Data Block Start
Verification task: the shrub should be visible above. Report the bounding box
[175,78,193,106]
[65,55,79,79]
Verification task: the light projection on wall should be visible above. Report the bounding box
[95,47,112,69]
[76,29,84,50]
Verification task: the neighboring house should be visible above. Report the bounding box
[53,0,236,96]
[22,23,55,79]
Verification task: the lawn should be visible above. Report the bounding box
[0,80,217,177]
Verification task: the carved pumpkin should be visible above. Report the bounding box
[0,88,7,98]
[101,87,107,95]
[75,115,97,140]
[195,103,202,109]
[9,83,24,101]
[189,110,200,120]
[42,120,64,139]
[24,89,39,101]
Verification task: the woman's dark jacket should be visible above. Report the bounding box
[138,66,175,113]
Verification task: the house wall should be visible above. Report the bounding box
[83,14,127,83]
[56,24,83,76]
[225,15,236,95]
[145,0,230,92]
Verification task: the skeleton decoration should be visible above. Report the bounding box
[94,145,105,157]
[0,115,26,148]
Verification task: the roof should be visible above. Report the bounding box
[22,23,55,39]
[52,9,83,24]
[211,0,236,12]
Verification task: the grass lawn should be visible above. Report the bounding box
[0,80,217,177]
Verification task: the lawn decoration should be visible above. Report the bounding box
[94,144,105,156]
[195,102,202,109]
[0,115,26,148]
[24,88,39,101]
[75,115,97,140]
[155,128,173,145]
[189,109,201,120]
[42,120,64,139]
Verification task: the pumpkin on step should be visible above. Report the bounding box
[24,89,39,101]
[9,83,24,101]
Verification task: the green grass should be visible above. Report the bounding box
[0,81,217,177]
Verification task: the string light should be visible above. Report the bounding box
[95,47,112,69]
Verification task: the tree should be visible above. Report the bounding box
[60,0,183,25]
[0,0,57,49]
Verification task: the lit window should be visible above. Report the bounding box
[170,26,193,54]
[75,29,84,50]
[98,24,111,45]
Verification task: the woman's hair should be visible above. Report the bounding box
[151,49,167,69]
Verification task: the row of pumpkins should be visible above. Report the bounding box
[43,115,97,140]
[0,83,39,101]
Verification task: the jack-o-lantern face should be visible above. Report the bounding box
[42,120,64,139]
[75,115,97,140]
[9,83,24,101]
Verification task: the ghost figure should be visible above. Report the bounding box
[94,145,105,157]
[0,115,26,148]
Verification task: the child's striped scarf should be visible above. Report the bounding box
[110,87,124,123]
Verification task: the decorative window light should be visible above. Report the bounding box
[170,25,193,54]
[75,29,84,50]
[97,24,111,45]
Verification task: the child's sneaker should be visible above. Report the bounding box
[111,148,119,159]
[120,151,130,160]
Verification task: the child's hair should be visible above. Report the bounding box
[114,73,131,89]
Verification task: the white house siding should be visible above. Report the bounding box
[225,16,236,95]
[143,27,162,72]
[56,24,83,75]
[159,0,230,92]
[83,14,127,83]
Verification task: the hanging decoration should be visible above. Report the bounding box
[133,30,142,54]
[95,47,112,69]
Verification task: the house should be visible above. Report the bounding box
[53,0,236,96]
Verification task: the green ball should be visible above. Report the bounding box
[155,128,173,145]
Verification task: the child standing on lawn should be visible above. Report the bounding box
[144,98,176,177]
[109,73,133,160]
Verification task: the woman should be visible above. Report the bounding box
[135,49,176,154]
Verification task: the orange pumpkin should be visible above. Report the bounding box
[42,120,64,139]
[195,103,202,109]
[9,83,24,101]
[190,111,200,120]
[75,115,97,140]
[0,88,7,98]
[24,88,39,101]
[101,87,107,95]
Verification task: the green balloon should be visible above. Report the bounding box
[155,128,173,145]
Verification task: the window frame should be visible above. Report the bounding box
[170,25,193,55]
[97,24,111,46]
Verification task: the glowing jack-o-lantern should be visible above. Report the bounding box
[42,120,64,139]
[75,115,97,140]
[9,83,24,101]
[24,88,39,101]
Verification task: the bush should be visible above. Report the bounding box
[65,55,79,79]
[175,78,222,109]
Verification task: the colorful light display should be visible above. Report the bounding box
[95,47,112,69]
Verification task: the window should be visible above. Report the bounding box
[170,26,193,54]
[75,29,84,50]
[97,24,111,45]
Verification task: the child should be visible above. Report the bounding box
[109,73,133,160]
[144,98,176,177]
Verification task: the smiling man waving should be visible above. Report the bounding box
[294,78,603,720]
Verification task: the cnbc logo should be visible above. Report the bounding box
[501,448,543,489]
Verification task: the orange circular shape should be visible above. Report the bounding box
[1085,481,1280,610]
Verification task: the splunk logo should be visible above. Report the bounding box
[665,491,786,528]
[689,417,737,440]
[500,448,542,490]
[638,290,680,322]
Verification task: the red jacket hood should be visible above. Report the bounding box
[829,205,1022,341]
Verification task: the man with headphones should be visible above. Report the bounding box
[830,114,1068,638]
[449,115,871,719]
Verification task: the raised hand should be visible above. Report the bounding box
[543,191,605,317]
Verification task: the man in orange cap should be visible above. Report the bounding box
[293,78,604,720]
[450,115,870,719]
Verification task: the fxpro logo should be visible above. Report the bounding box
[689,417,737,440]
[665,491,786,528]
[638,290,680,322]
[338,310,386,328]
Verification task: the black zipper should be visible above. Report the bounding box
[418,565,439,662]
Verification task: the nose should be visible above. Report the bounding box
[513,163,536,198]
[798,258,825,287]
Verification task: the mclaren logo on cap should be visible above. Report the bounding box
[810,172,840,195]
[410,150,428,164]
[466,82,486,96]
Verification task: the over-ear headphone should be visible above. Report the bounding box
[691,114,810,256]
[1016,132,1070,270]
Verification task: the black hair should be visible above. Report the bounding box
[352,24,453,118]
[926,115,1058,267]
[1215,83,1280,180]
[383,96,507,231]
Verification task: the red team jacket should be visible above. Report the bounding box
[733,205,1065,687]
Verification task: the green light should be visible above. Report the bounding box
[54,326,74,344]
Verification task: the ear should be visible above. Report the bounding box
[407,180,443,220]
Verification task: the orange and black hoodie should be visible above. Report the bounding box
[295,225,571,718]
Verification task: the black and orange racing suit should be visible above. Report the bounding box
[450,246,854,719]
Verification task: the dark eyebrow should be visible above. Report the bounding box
Data Block End
■ Work item:
Reproduce the entries exactly as they appear.

■ Answer to this exercise:
Verification task: the shrub should be visible above. Report the bounding box
[175,78,193,106]
[65,55,79,79]
Verification task: the light projection on wall should be visible above. Report the bounding box
[95,47,112,69]
[76,29,84,50]
Verification task: the neighboring house should be visible above. Report the bounding box
[53,0,236,96]
[22,23,55,79]
Verification task: the lawn should be visible above. Report the bounding box
[0,80,217,177]
Verification task: the carved pumpkin should be visible above. Report the bounding box
[0,88,7,98]
[101,87,107,95]
[75,115,97,140]
[195,103,202,109]
[9,83,24,101]
[189,110,200,120]
[42,120,64,139]
[24,89,39,101]
Verification task: the woman's dark jacket should be visible above. Report the bounding box
[138,66,175,113]
Verification task: the house wall should be visible above. Report the bounding box
[83,14,127,83]
[56,24,83,76]
[225,15,236,95]
[145,0,230,92]
Verification task: the skeleton decoration should be visible above. Report the bounding box
[94,145,105,157]
[0,115,26,148]
Verification task: the roof should be visible above. Report the bounding box
[22,23,55,39]
[52,9,83,24]
[211,0,236,12]
Verification task: the grass lawn should be visible above. Report the bounding box
[0,80,217,177]
Verification task: the lawn decoration should be visible above. Report the bounding box
[94,144,105,156]
[195,102,202,109]
[0,115,26,148]
[24,88,39,101]
[75,115,97,140]
[155,128,173,145]
[189,109,201,120]
[42,120,64,139]
Verification task: the pumpkin on step should be visible above. Report the bounding box
[24,89,39,101]
[9,83,24,101]
Verification task: the green grass should be visible above. Report the bounding box
[0,81,217,177]
Verification task: the string light should be visible above. Report the bounding box
[95,47,112,69]
Verification task: the tree should be visible above. Report the bounding box
[60,0,183,25]
[0,0,57,49]
Verification task: the lit window should be visible above. Report the bounding box
[170,26,193,54]
[75,29,84,50]
[98,24,111,45]
Verification task: the woman's hair should be visible above. Report the bounding box
[151,49,167,69]
Verification task: the row of pumpkins should be visible above. Report the bounding box
[43,115,97,140]
[0,83,39,101]
Verification task: the jack-o-lantern face should be visible above. Report the bounding box
[42,120,64,139]
[75,115,97,140]
[9,83,24,101]
Verification task: the ghost figure should be visible above. Report the bounding box
[94,145,105,157]
[0,115,26,148]
Verification task: the child's striped scarf should be visible above. Report the bounding box
[110,87,124,123]
Verification task: the decorative window light should be visible above. Report the bounding box
[170,25,193,54]
[75,29,84,50]
[97,24,111,45]
Verification task: the child's sneaker should be visible above. Report the bounding box
[111,148,119,159]
[120,151,130,160]
Verification task: the child's hair should be visible above. Report the bounding box
[114,73,131,89]
Verification task: the white house siding should be visible above. Report the bounding box
[225,16,236,95]
[143,27,162,72]
[56,24,83,75]
[159,0,230,92]
[83,14,127,83]
Verification task: the hanging decoration should be visible above. Report the bounding box
[133,30,142,54]
[95,47,112,69]
Verification task: the house should be visible above. Report the bounding box
[53,0,236,96]
Verification task: the green ball should be visible above. Report the bounding box
[155,128,173,145]
Verification task: the child standing on lawn should be visible above. Report the bounding box
[144,98,176,177]
[109,73,133,160]
Verification task: the woman should be visible above. Report the bounding box
[135,49,176,154]
Verification task: the orange pumpkin should be visible above. Report the bounding box
[42,120,64,139]
[195,103,202,109]
[9,83,24,101]
[190,111,200,120]
[75,115,97,140]
[0,88,7,98]
[24,88,39,101]
[101,87,107,95]
Verification task: the green balloon should be visible above. Report the bounding box
[155,128,173,145]
Verification task: the window frame should be visible above. Report the bounding box
[170,25,193,55]
[97,24,111,46]
Verification task: the glowing jack-o-lantern should be visible above. Report the bounding box
[42,120,64,139]
[75,115,97,140]
[9,83,24,101]
[24,88,39,101]
Verification task: the bush should be visible above. Report the bounding box
[65,55,79,79]
[175,78,222,109]
Verification task: the colorful light display should be visible above. Report the bounding box
[95,47,112,69]
Verification task: the window should be visible above. Report the bounding box
[170,26,193,54]
[75,29,84,50]
[97,24,111,45]
Verification task: the child should be visible above. Report the bounding box
[109,73,133,160]
[144,98,176,177]
Verification task: the smiling man waving should be visible above. Report the bounding box
[294,78,603,720]
Verification task: the cnbc logo should be visible above. Report the bounding box
[501,448,543,489]
Verification task: the orange circular shape should be visible above. Report the bounding box
[1085,481,1280,610]
Verification task: the splunk logo should be visible above. Report the bounding box
[665,491,786,528]
[689,417,737,440]
[500,448,542,490]
[638,290,680,322]
Verification task: the red jacket hood should be visible above. Report the bounding box
[829,205,1022,341]
Verification task: the man with headphones should be visible above. Report the bounding box
[830,114,1068,638]
[449,115,871,719]
Verification task: the raised hand should be visible above. Report the bounding box
[543,191,605,317]
Verification task: the man in orange cap should be visible above. Report the bounding box
[293,78,604,720]
[450,115,870,719]
Verification task: the fxpro logo should be visible above. Report the bounding box
[689,417,737,440]
[665,491,786,528]
[638,290,680,322]
[338,310,386,328]
Verification task: the black zipper should be visible above. Report the bounding box
[418,565,439,662]
Verification task: the nose should be visible above. Report the bounding box
[513,163,536,198]
[798,258,825,287]
Verification task: the mclaren logo on cap should be visible above. Report the bounding box
[810,172,840,195]
[410,150,428,164]
[466,82,486,96]
Verification task: the over-ear headphone should be visible above. Report the bounding box
[691,114,810,256]
[1016,132,1070,270]
Verification task: the black hair should be visible above. Report the bounding box
[352,24,453,118]
[926,115,1058,267]
[1215,83,1280,180]
[383,96,507,231]
Verification task: the red team jacket should be visible above. Report the bounding box
[733,205,1065,687]
Verification task: the green light should be visible above. Report the bounding box
[54,326,74,344]
Verification task: the ear should be visible above. Report the bounding box
[407,180,443,220]
Verification task: the orange and black hoodie should be visible above. Report the bounding box
[295,225,571,718]
Verification task: the black and orange racing suit should be visible above. Report the bounding box
[450,246,854,719]
Verification task: the dark eyebrow should be visible above. Report the bounding box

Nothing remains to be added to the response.